Show each line from the items below that contains the word "tree", copying every such line in full. Case counts.

[Start Data for processing]

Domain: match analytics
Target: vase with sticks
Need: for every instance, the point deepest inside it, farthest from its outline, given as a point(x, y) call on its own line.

[End Data for processing]
[Start Data for processing]

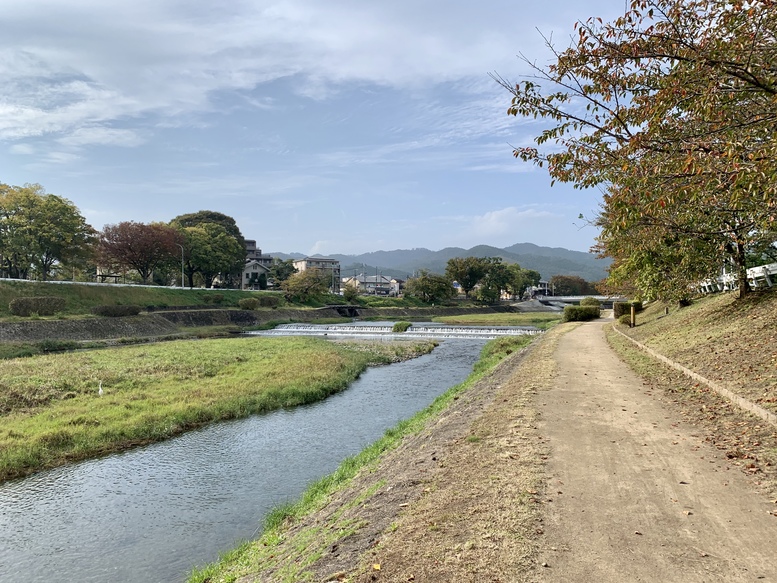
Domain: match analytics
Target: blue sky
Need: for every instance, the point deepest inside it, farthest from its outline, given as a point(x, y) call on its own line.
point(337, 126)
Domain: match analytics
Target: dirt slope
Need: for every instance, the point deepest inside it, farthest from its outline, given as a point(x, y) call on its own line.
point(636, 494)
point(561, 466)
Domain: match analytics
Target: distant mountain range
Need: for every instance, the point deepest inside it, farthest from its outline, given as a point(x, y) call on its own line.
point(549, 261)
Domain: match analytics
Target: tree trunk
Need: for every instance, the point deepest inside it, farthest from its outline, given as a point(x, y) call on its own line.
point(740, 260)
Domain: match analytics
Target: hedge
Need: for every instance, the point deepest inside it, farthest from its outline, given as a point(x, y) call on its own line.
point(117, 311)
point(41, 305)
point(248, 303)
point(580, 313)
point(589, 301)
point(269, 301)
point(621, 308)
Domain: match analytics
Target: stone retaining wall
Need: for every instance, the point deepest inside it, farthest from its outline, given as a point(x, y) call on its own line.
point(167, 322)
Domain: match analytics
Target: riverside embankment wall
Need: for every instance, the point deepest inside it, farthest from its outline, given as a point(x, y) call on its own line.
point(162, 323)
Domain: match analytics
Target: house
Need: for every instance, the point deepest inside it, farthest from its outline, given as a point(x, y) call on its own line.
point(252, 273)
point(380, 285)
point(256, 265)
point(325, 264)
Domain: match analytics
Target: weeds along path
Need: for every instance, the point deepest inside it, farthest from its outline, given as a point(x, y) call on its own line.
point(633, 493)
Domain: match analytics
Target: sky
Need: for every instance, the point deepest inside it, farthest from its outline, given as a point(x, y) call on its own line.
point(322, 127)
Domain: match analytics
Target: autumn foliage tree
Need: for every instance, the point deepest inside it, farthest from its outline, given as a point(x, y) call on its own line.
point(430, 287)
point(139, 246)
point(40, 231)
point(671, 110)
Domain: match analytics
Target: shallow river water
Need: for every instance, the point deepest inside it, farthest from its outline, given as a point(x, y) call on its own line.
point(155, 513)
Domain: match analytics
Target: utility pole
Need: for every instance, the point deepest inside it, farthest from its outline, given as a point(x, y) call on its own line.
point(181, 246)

[End Data for processing]
[Start Data for processing]

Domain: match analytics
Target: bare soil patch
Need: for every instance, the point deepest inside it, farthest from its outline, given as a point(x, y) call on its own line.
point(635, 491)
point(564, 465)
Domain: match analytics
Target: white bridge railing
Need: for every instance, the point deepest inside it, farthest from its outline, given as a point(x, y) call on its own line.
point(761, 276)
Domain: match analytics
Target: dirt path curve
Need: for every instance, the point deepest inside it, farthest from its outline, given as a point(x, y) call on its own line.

[End Data for processing]

▶ **The reply**:
Target: tree trunk
Target: autumn foliage tree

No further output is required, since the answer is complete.